## Dataset rows

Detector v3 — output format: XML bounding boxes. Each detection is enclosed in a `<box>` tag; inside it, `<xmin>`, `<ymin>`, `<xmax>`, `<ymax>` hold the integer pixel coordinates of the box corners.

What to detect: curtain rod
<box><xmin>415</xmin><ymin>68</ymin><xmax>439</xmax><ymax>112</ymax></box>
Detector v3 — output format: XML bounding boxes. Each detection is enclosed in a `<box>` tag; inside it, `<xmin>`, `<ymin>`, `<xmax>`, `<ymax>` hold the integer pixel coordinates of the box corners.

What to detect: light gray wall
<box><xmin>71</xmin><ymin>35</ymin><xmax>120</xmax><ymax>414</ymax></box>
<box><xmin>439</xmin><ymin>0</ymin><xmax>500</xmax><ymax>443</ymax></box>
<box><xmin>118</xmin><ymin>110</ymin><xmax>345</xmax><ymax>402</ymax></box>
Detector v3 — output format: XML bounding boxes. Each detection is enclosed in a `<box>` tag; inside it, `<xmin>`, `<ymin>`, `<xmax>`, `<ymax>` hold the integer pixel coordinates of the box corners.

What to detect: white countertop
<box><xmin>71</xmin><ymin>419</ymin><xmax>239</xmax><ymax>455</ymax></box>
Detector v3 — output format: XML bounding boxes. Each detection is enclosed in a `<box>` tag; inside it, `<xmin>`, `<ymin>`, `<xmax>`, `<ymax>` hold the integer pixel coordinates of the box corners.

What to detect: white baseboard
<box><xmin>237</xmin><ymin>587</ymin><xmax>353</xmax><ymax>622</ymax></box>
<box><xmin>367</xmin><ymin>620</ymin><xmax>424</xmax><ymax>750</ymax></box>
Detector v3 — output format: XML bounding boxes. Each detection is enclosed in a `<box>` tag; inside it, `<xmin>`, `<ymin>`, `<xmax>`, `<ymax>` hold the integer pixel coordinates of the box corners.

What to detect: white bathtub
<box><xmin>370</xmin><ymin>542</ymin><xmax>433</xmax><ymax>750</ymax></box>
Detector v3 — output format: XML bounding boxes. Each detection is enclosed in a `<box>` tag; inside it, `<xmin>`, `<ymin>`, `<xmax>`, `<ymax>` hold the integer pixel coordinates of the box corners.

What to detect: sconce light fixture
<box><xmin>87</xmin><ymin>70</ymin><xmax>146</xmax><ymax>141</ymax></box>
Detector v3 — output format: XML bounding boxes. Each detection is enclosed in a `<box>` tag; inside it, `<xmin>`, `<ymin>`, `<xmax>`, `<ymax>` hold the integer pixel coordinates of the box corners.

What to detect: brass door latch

## Task requirements
Present every line of the items above as a Markdown table with the columns Number and Entry. Number the rows in order and skip any blank lines.

## Response for this exercise
| Number | Entry |
|---|---|
| 1 | Detector v3 — output format: XML bounding boxes. Each detection is enclosed in a `<box>` tag; inside it, `<xmin>`, `<ymin>`, `<xmax>`, `<ymax>` hold the integer pixel coordinates of the box corners. |
| 2 | What to detect: curtain rod |
| 3 | <box><xmin>415</xmin><ymin>68</ymin><xmax>439</xmax><ymax>112</ymax></box> |
| 4 | Detector v3 — output format: XML bounding boxes. Each detection is enclosed in a `<box>` tag; inside it, `<xmin>`, `<ymin>`, `<xmax>`, `<ymax>` hold the integer pixel coordinates of the box corners. |
| 5 | What to detect: light gray wall |
| 6 | <box><xmin>71</xmin><ymin>35</ymin><xmax>120</xmax><ymax>414</ymax></box> |
| 7 | <box><xmin>439</xmin><ymin>0</ymin><xmax>500</xmax><ymax>443</ymax></box> |
| 8 | <box><xmin>118</xmin><ymin>110</ymin><xmax>345</xmax><ymax>402</ymax></box> |
| 9 | Detector v3 — output format: XML bounding boxes. Each detection is enclosed in a `<box>` tag; inside it, `<xmin>`, `<ymin>`, `<xmax>`, `<ymax>` hold the integer pixel coordinates of the box corners. |
| 10 | What to detect: white countertop |
| 11 | <box><xmin>71</xmin><ymin>419</ymin><xmax>239</xmax><ymax>455</ymax></box> |
| 12 | Detector v3 — output format: XML bounding boxes. Each detection is enclosed in a `<box>` tag; inside it, `<xmin>`, `<ymin>`, `<xmax>`, `<ymax>` hold the integer pixel coordinates of the box corners. |
| 13 | What to detect: white baseboard |
| 14 | <box><xmin>237</xmin><ymin>587</ymin><xmax>353</xmax><ymax>622</ymax></box> |
| 15 | <box><xmin>367</xmin><ymin>620</ymin><xmax>424</xmax><ymax>750</ymax></box> |
| 16 | Detector v3 — output format: XML bounding boxes. Each detection is enclosed in a `<box>` tag; inside it, `<xmin>`, `<ymin>`, `<xmax>`, `<ymax>` hold the integer pixel coordinates of the box corners. |
| 17 | What to detect: white bathtub |
| 18 | <box><xmin>370</xmin><ymin>542</ymin><xmax>433</xmax><ymax>750</ymax></box> |
| 19 | Detector v3 — output format: XML bounding boxes. Each detection is enclosed in a `<box>` tag; inside it, `<xmin>`, `<ymin>`, `<xmax>`, `<ymax>` hold the integer pixel coordinates of the box corners. |
| 20 | What to detect: sconce light fixture |
| 21 | <box><xmin>87</xmin><ymin>70</ymin><xmax>146</xmax><ymax>141</ymax></box> |
| 22 | Detector v3 — output format: XML bounding boxes. Each detection is enclosed in a `<box>` tag; inside it, `<xmin>`, `<ymin>`, `<xmax>`, `<ymax>` hold the integer pixel coordinates of the box corners. |
| 23 | What to detect: brass door latch |